Segment Open

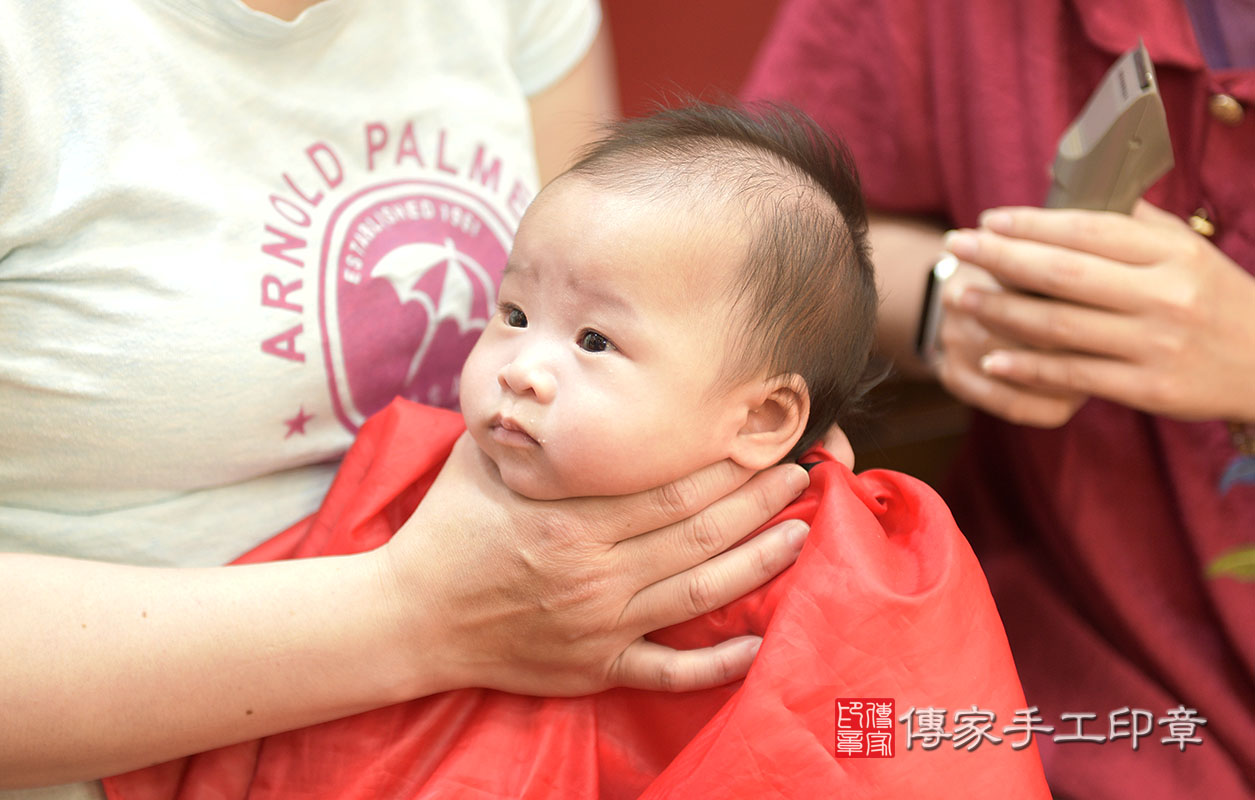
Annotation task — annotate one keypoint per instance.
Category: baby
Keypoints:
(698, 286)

Segment Closed
Segment Open

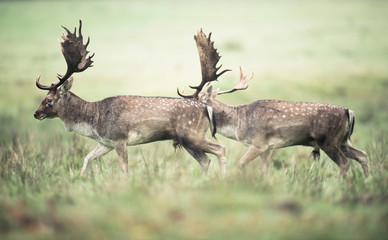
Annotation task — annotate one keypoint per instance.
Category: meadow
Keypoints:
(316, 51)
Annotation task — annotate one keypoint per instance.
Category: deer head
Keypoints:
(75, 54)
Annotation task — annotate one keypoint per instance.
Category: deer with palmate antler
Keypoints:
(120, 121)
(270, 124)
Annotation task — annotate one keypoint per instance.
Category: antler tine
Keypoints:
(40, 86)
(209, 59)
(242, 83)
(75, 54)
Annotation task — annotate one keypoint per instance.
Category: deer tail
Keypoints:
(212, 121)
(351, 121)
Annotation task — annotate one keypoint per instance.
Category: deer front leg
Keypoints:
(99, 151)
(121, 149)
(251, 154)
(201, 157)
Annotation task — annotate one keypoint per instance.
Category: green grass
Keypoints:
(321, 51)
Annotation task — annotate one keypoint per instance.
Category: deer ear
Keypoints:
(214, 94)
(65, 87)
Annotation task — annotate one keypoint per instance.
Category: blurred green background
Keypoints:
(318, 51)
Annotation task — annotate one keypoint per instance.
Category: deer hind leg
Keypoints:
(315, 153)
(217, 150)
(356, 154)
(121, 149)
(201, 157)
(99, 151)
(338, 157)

Segment Closed

Copy all the lines from the data above that hold the word "Category".

Written reply:
Category: baby
Category: meadow
Category: deer head
Category: deer with palmate antler
Category: antler tine
Category: deer tail
Category: deer front leg
Category: green grass
Category: deer ear
Category: blurred green background
Category: deer hind leg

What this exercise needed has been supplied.